Objectif de la tâche> Réécrivez le passage de l'extrait sur les décors de théâtre allant de « Le projet le » jusqu'à « sur cette photo). », en y changeant « cage en bois » en « cage en métal ».

Le rapport entre la position du public et des acteurs est un vrai levier d'invention qui peut aboutir à des solutions créatives et intéressantes qui ne demandent aucune construction.
Les décors de théâtre sont-ils réutilisés pour en créer d’autres ?
Il n’y a que très peu de réutilisation. La plupart du temps ils sont détruits.
Le coût du décor est vite amorti et en principe il ne devrait à lui seul plomber le prix de la production.
Parfois, les opéras et les théâtres stockent leurs décors dans l’attente d’une reprise.
Nous sommes toujours frustrés qu’il n’y ait pas de décors pour les one man show, qu’en dites-vous ?
Le fait qu’il n’y ait pas de décor souligne la performance de l’acteur. Le vide valorise l’humoriste.
Je suis quand même convaincu qu’on pourrait proposer un regard architectural sur l’espace, faire des scénographies tout en respectant la place première à faire à l’acteur. Cela lui offrirait des opportunités de dépasser la convention du plateau, tout en restant dans la même abstraction.
La scénographie peut proposer une image, inscrire le corps dans l’espace et donner d’autres possibilités.
Le projet le plus fou de Vincent Tordjman. Construit dans une chapelle à Béziers, ce décor assez complexe est une boite dans la boite qui donne une dimension spectaculaire dans l’espace. Il a été créé pour Le Monologue du Nous, de Bernard Noël, un texte qui appelle à la révolte. Les acteurs et les 50 spectateurs cohabitent dans le même espace, une espèce de cage en bois (en cours de création sur cette photo).

Données fournies>

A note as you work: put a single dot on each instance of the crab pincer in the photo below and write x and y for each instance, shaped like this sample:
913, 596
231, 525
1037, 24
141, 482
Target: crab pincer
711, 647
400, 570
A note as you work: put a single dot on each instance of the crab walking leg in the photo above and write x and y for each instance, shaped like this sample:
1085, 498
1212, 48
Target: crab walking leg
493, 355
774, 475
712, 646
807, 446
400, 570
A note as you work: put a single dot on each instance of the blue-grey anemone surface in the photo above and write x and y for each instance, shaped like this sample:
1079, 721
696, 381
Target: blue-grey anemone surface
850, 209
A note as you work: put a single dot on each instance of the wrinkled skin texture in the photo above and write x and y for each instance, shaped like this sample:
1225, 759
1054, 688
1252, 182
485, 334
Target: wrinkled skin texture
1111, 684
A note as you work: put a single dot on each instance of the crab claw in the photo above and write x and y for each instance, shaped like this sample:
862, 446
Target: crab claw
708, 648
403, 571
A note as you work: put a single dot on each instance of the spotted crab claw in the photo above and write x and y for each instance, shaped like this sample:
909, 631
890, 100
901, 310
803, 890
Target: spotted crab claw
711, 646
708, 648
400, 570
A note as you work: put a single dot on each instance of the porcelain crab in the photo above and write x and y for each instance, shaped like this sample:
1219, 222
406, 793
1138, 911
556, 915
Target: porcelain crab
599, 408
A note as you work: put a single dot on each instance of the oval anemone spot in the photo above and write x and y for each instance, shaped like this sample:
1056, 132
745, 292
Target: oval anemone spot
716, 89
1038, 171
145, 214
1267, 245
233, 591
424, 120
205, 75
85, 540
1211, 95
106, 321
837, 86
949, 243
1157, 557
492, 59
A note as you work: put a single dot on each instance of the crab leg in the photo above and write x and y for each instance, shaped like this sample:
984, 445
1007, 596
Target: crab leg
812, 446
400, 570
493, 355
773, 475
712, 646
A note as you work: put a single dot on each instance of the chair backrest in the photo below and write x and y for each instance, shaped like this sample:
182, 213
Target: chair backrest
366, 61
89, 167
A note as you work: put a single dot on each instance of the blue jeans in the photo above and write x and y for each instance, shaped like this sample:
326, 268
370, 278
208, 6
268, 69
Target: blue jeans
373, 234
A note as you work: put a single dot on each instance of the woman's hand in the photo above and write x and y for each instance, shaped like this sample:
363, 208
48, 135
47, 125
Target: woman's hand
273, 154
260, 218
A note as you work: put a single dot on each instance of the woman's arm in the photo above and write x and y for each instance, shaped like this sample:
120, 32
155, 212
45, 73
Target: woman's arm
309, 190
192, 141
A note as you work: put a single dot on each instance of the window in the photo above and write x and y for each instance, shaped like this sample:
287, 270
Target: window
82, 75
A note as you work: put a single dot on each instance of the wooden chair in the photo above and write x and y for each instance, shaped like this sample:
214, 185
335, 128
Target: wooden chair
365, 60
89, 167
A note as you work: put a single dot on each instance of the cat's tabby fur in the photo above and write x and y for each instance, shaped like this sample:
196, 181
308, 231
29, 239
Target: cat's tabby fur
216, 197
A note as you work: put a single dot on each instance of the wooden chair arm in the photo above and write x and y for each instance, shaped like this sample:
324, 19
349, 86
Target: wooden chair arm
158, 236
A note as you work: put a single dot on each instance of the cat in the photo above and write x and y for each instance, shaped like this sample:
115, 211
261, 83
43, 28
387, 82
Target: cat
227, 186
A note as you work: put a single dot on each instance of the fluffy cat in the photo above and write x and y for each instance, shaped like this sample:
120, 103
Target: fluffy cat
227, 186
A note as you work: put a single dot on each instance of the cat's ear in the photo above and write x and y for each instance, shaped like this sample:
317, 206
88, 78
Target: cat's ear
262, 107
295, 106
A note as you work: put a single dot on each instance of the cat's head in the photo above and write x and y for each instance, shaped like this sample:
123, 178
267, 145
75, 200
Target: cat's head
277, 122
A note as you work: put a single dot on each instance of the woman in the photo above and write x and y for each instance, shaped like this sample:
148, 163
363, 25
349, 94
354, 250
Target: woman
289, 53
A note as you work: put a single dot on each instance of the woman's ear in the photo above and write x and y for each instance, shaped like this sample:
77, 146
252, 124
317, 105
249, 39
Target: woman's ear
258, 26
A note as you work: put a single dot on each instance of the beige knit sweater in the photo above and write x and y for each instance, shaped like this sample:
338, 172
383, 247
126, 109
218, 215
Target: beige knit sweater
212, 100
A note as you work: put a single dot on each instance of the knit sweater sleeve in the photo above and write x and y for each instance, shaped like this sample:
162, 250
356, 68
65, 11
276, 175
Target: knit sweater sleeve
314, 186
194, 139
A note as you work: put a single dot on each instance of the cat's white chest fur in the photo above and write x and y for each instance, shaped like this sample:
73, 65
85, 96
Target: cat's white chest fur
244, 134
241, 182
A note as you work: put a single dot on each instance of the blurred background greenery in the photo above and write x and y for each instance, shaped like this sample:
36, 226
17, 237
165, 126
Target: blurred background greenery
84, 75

Solution attendue>
Le projet le plus fou de Vincent Tordjman. Construit dans une chapelle à Béziers, ce décor assez complexe est une boite dans la boite qui donne une dimension spectaculaire dans l’espace. Il a été créé pour Le Monologue du Nous, de Bernard Noël, un texte qui appelle à la révolte. Les acteurs et les 50 spectateurs cohabitent dans le même espace, une espèce de cage en métal (en cours de création sur cette photo).